### Recorded information

:::

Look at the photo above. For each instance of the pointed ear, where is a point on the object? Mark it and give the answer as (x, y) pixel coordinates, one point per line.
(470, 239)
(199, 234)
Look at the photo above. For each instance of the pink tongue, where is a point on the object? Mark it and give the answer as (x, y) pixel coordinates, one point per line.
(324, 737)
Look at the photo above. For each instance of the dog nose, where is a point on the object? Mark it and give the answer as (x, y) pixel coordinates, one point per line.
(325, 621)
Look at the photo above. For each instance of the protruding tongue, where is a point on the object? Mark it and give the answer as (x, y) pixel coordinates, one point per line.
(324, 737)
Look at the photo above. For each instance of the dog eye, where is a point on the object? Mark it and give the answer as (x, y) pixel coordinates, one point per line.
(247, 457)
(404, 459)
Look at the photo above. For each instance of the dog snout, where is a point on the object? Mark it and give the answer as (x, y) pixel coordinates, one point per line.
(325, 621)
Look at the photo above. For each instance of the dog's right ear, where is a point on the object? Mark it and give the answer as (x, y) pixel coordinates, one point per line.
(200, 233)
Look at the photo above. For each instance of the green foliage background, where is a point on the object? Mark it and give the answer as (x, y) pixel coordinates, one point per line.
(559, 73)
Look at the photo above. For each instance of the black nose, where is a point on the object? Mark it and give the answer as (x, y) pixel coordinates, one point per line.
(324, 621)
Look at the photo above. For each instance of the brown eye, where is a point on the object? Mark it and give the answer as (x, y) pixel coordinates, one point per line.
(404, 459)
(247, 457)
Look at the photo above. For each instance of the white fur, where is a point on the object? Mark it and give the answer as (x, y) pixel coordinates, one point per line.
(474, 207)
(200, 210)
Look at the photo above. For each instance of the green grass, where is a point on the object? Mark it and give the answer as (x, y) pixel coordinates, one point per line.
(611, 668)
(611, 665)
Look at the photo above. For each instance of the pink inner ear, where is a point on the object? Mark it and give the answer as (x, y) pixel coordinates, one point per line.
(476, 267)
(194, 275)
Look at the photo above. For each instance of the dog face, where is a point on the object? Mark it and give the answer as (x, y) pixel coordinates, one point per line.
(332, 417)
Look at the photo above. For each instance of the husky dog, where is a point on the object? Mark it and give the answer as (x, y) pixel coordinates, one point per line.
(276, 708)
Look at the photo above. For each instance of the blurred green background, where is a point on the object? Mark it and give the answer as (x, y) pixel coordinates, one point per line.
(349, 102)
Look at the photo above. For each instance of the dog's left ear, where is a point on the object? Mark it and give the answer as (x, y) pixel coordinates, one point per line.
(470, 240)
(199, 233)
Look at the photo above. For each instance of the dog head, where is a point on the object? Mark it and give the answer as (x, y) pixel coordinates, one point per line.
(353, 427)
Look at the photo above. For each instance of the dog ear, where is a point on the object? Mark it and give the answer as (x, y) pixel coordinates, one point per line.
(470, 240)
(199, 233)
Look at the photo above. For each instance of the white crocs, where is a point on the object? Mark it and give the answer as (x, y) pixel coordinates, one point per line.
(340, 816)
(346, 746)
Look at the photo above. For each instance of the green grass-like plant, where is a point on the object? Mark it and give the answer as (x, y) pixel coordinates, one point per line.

:::

Retype every entry above, word for word.

### Reply
Look at the photo above. For each instance of the pointed ear, where is a point on the object? Mark it and give the answer as (x, y) pixel coordinates, one point per line.
(470, 239)
(199, 234)
Look at the photo above. For each instance of the pink tongue, where is a point on the object? Mark it and give the answer as (x, y) pixel coordinates, one point per line.
(324, 737)
Look at the photo above. For each instance of the dog nose, where is a point on the object? Mark it and give the answer as (x, y) pixel coordinates, one point per line.
(325, 621)
Look at the photo above. For each instance of the protruding tongue, where is a point on the object? Mark it and give the answer as (x, y) pixel coordinates, one point per line.
(324, 737)
Look at the photo above. For each instance of the dog eye, where is a point on the object? Mark it and give the answer as (x, y) pixel coordinates, one point per line.
(247, 457)
(404, 459)
Look at the photo above. For each instance of the dog snout, where is a point on the object? Mark it and give the answer as (x, y) pixel coordinates, one point per line.
(325, 621)
Look at the photo above. For each instance of the dog's right ear, where is a point on the object? Mark it and give the answer as (x, y) pixel coordinates, one point per line.
(200, 233)
Look at the photo above. For each instance of the green foliage background, where is a point on the object? Mark it and give the answer as (x, y) pixel coordinates, one point per line.
(559, 73)
Look at the photo above. For each instance of the black nose, where is a point on the object? Mark it and give the answer as (x, y) pixel coordinates, one point per line.
(324, 621)
Look at the photo above. For each instance of the brown eye, where is a point on the object? Mark it and give the answer as (x, y) pixel coordinates, one point per line.
(404, 459)
(247, 457)
Look at the photo above. For each instance of the white fur, where is a point on the object? Mark it and give the answer as (x, y) pixel coordinates, one point per line.
(474, 207)
(200, 210)
Look at the photo above. For each instance of the green grass, where is a point on the object? Mark it and give the answer as (x, y) pixel coordinates, one point per line.
(611, 668)
(611, 665)
Look at the photo above. For each instance of the pink inner ear, where is a point on the object? Mark it and give the answer as (x, y) pixel coordinates, one point per line.
(476, 267)
(194, 275)
Look at the photo above. For each instance of the dog face, where is a point on the object? Mark it and give the answer as (x, y) pixel coordinates, one point per line.
(332, 417)
Look at the photo above. For each instance of the husky dog, where is a point on the object? Mark it and give the answer as (x, y) pixel coordinates, one point per line.
(276, 708)
Look at the photo above. For each instance of the blurred green background, where is a point on the object? Mark it and give the answer as (x, y) pixel coordinates, one point per line.
(349, 102)
Look at the photo above. For each instance of the dog's left ear, where is a point on the object? Mark it and give the answer as (x, y) pixel coordinates, one point per line.
(470, 240)
(199, 233)
Look at the photo above. For each instance of the dog head, where is a point on the object? Mark it and give the answer as (x, y) pixel coordinates, one point per line.
(353, 427)
Look at the photo above. For each instance of the dog ear, where is a point on the object? Mark it and give the answer as (x, y) pixel coordinates, one point per line.
(470, 240)
(199, 233)
Look at the photo above. For each instance of the white crocs, where is a point on the object? Mark it and give the answer as (x, y) pixel coordinates, one point per line.
(340, 816)
(346, 746)
Look at the photo above. For each instance of the green grass-like plant, where is a point on the object? Mark it and give the answer as (x, y) pixel coordinates, one point per line.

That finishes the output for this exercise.